- [Texte]:
»»

Avec un poste ouvert à son arrivée, « Mme Odile » comme aiment l’appeler les détenus, est coordinatrice culture à la maison d’arrêt de Varces depuis bientôt trois ans et demi. Accompagnée par Jeanne, en service civique, Odile œuvre pour « faire rentrer l’extérieur à l’intérieur » en invitant des intervenant.e.s à proposer des actions socio-éducatives et culturelles au sein de l’environnement carcéral.

Et le panel d’activités proposées est large : écriture hip-hop/rap, arts plastiques, formation PSC1, cirque, théâtre… Le SPIP travaille notamment en lien étroit avec l’Université Grenoble Alpes sur le thème égalité femme-homme mais aussi avec le Conservatoire de Grenoble ou des associations bénévoles (ex : Lire pour sortir). Les disciplines sont nombreuses pour permettre aux détenus d’avoir accès à une richesse culturelle et d’ouvrir de nouveaux horizons.

« Je suis ravie que le lien avec La Belle Électrique ai pu reprendre. C’est super que l’équipe soit venue sur les ateliers et sur le concert le jour J. En plus, on a clôturé ce cycle avec une visite de La Belle Électrique. Pour moi, c’est gagné, ma mission est remplie : les détenus étaient intéressés, contents et remercient l’ensemble de l’équipe et du groupe ! » - Odile

« On a construit ce projet ensemble » - Jérémy

Découpés en plusieurs rendez-vous, le projet alliait une partie théorique pour permettre aux détenus de découvrir les métiers qui composent le milieu du spectacle et une partie pratique puisqu’ils réalisaient eux-mêmes l’organisation d’un concert dans l’enceinte du gymnase de la maison d’arrêt.

««

- [Consigne]: Recopiez intégralement le texte sur la culture à la maison d'arrêt de Varces, sans y changer un seul caractère.

- [Enregistrements fournis]:
»»

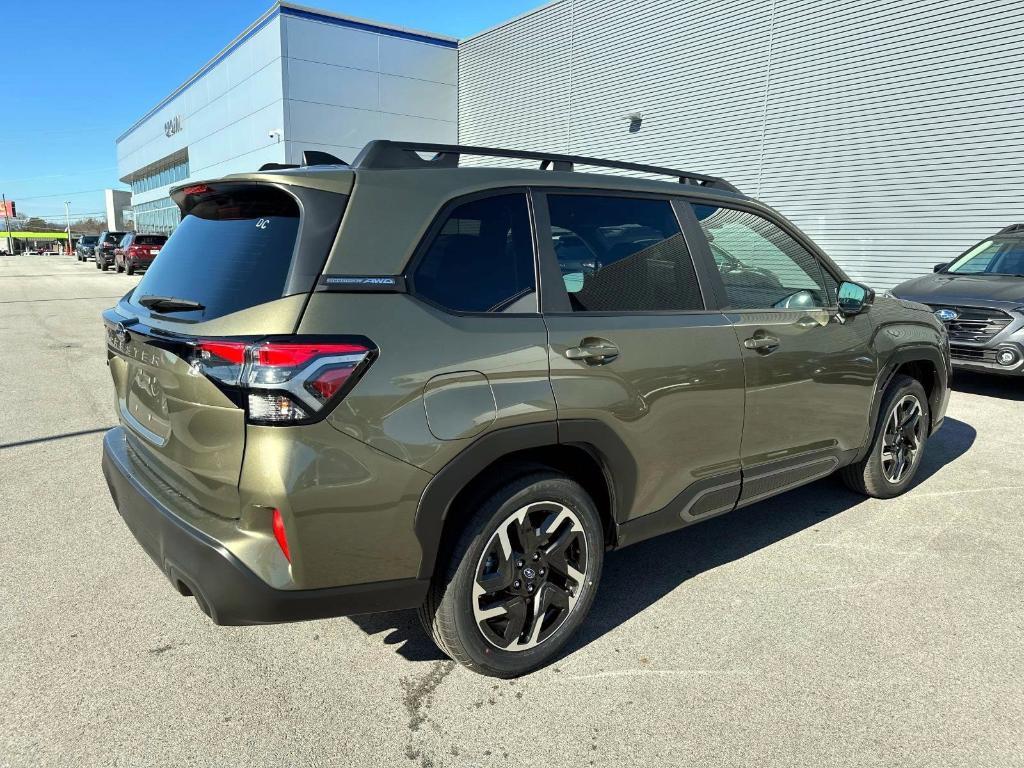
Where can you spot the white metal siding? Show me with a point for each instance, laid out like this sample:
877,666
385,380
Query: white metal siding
344,87
889,130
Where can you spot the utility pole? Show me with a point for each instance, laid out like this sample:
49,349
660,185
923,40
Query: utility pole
6,223
68,219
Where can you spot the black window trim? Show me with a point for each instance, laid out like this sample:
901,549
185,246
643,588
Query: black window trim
777,220
554,299
437,223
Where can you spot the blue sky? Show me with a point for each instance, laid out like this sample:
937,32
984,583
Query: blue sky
77,74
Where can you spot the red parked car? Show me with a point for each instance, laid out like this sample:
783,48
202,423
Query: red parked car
137,251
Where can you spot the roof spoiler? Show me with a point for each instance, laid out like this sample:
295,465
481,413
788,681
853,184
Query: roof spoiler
309,158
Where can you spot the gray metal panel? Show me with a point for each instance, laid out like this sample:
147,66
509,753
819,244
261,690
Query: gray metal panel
888,130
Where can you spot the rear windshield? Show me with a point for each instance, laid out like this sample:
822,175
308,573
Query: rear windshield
231,251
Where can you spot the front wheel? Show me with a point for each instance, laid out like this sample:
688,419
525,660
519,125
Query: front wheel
520,579
899,441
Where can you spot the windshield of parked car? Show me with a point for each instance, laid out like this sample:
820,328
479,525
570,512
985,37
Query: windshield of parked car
995,256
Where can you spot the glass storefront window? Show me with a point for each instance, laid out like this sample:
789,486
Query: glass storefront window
162,177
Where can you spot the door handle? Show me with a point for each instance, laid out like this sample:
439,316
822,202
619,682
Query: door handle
761,343
593,351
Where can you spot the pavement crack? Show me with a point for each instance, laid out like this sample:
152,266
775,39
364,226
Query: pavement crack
418,699
420,694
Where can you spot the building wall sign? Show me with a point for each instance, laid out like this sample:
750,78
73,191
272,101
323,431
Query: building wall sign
172,126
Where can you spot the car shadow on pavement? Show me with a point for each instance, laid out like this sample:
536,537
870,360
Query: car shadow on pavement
1005,387
640,576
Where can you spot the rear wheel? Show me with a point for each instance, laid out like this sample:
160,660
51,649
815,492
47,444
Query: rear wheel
899,441
521,578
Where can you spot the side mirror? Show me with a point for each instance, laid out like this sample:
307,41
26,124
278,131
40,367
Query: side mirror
853,297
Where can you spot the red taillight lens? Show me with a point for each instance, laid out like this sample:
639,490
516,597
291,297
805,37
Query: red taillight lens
285,354
279,534
285,382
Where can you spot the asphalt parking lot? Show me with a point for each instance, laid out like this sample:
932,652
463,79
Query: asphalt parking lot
815,629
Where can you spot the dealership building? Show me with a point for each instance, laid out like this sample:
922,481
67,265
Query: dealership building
889,131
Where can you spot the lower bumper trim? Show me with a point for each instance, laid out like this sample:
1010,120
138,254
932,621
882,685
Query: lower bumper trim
227,591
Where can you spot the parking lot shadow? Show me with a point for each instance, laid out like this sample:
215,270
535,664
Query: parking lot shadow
1006,387
640,576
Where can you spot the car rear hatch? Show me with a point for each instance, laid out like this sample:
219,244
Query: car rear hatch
147,246
238,269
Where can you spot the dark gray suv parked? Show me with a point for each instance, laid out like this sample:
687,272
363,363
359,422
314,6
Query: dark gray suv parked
980,298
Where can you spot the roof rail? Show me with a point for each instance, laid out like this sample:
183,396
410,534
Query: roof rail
384,155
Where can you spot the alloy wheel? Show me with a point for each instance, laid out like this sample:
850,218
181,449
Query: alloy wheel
902,438
529,576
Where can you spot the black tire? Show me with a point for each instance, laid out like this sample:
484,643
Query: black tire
449,611
876,475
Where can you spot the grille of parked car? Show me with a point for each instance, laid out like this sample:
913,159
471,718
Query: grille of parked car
974,325
973,353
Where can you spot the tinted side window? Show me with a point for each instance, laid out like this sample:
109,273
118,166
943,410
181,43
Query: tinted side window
482,258
622,254
761,265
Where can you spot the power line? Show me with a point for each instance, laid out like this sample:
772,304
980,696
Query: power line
58,175
60,195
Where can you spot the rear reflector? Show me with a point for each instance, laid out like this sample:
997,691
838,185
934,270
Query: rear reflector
279,534
284,382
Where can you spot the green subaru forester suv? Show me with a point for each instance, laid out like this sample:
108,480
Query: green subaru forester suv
409,383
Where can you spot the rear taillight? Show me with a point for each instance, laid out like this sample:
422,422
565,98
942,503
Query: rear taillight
284,382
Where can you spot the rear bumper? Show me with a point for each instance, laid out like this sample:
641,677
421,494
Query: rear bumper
227,591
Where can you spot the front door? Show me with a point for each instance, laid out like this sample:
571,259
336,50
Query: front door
633,348
810,371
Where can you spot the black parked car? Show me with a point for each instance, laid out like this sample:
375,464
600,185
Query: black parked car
980,298
86,247
104,249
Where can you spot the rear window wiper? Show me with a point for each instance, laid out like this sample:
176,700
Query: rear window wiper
169,304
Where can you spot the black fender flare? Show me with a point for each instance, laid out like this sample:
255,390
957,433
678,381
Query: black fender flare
594,436
900,356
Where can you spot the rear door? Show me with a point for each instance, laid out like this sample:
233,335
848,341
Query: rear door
240,265
810,371
634,346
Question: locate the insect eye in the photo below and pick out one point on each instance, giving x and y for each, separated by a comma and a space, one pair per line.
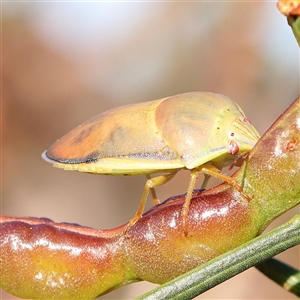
247, 120
233, 148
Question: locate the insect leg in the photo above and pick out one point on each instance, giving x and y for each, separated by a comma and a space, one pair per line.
205, 181
151, 183
215, 172
153, 193
186, 205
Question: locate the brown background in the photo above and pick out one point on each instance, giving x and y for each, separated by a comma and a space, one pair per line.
66, 62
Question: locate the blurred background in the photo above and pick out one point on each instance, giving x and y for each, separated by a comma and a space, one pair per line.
63, 63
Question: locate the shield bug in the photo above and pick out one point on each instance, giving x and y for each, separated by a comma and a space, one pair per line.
201, 132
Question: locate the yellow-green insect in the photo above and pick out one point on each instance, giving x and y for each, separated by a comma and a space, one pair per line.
201, 132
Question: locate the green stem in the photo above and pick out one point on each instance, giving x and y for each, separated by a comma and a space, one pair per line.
284, 275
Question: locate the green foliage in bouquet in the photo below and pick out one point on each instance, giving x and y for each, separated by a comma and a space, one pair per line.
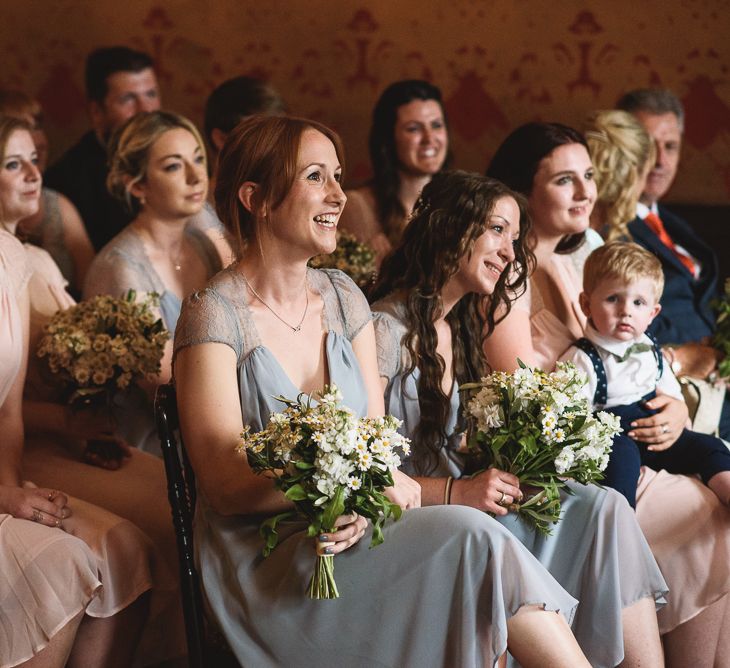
328, 463
539, 427
721, 339
101, 345
356, 259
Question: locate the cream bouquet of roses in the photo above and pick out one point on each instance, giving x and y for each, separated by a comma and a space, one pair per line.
539, 426
101, 345
327, 462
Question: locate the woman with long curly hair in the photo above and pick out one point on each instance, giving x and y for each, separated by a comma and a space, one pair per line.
440, 294
457, 579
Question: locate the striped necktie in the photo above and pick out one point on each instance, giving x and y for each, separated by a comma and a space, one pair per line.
654, 223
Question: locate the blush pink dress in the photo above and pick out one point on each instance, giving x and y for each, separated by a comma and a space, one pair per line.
47, 576
139, 548
686, 526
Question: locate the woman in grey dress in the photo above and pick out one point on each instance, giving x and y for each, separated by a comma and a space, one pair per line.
448, 585
466, 240
158, 167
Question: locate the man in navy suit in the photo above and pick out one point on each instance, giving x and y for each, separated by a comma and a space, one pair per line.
120, 82
686, 321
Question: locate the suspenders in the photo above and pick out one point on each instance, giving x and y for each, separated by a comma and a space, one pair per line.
601, 395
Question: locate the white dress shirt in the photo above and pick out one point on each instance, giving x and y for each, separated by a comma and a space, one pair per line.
642, 211
629, 381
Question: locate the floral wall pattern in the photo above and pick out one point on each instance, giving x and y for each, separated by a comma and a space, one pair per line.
498, 63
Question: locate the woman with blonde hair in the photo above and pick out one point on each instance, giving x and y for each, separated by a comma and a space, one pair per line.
621, 152
685, 524
158, 167
56, 550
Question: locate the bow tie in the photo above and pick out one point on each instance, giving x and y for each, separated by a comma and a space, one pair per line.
633, 348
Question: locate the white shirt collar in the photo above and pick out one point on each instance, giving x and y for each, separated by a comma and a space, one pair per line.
610, 345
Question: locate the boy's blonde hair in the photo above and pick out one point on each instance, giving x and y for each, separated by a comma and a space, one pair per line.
625, 261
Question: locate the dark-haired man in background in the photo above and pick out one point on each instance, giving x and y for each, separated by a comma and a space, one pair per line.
120, 82
686, 322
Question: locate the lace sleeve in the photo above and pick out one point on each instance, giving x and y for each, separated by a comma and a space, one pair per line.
388, 337
354, 310
14, 259
207, 317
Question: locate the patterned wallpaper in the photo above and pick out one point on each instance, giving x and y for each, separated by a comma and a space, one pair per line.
499, 63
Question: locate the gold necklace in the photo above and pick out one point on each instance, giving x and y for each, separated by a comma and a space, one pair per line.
292, 327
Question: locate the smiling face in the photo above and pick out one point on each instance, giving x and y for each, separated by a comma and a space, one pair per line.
563, 192
421, 139
175, 184
493, 250
621, 310
667, 135
128, 93
20, 180
307, 218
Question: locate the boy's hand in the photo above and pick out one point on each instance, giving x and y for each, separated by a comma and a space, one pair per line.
660, 431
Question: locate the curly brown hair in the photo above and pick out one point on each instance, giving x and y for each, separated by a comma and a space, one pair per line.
449, 216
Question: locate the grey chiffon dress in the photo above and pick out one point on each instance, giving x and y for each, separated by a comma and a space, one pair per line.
437, 592
123, 265
597, 551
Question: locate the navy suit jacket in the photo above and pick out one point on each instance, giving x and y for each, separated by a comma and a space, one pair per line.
80, 174
686, 313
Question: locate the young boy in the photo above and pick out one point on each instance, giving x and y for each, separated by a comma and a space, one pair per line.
622, 284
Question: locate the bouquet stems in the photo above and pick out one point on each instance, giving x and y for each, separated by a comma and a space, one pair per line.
323, 585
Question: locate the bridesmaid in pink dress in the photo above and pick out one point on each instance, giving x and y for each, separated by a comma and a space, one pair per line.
687, 528
49, 577
131, 485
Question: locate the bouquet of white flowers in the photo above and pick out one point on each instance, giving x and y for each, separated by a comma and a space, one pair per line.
328, 462
539, 427
99, 346
356, 259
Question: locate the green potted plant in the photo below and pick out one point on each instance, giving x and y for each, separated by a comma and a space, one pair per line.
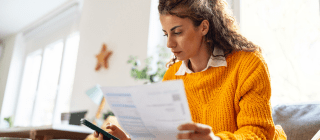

««

- [Réponse attendue]:
Avec un poste ouvert à son arrivée, « Mme Odile » comme aiment l’appeler les détenus, est coordinatrice culture à la maison d’arrêt de Varces depuis bientôt trois ans et demi. Accompagnée par Jeanne, en service civique, Odile œuvre pour « faire rentrer l’extérieur à l’intérieur » en invitant des intervenant.e.s à proposer des actions socio-éducatives et culturelles au sein de l’environnement carcéral.

Et le panel d’activités proposées est large : écriture hip-hop/rap, arts plastiques, formation PSC1, cirque, théâtre… Le SPIP travaille notamment en lien étroit avec l’Université Grenoble Alpes sur le thème égalité femme-homme mais aussi avec le Conservatoire de Grenoble ou des associations bénévoles (ex : Lire pour sortir). Les disciplines sont nombreuses pour permettre aux détenus d’avoir accès à une richesse culturelle et d’ouvrir de nouveaux horizons.

« Je suis ravie que le lien avec La Belle Électrique ai pu reprendre. C’est super que l’équipe soit venue sur les ateliers et sur le concert le jour J. En plus, on a clôturé ce cycle avec une visite de La Belle Électrique. Pour moi, c’est gagné, ma mission est remplie : les détenus étaient intéressés, contents et remercient l’ensemble de l’équipe et du groupe ! » - Odile

« On a construit ce projet ensemble » - Jérémy

Découpés en plusieurs rendez-vous, le projet alliait une partie théorique pour permettre aux détenus de découvrir les métiers qui composent le milieu du spectacle et une partie pratique puisqu’ils réalisaient eux-mêmes l’organisation d’un concert dans l’enceinte du gymnase de la maison d’arrêt.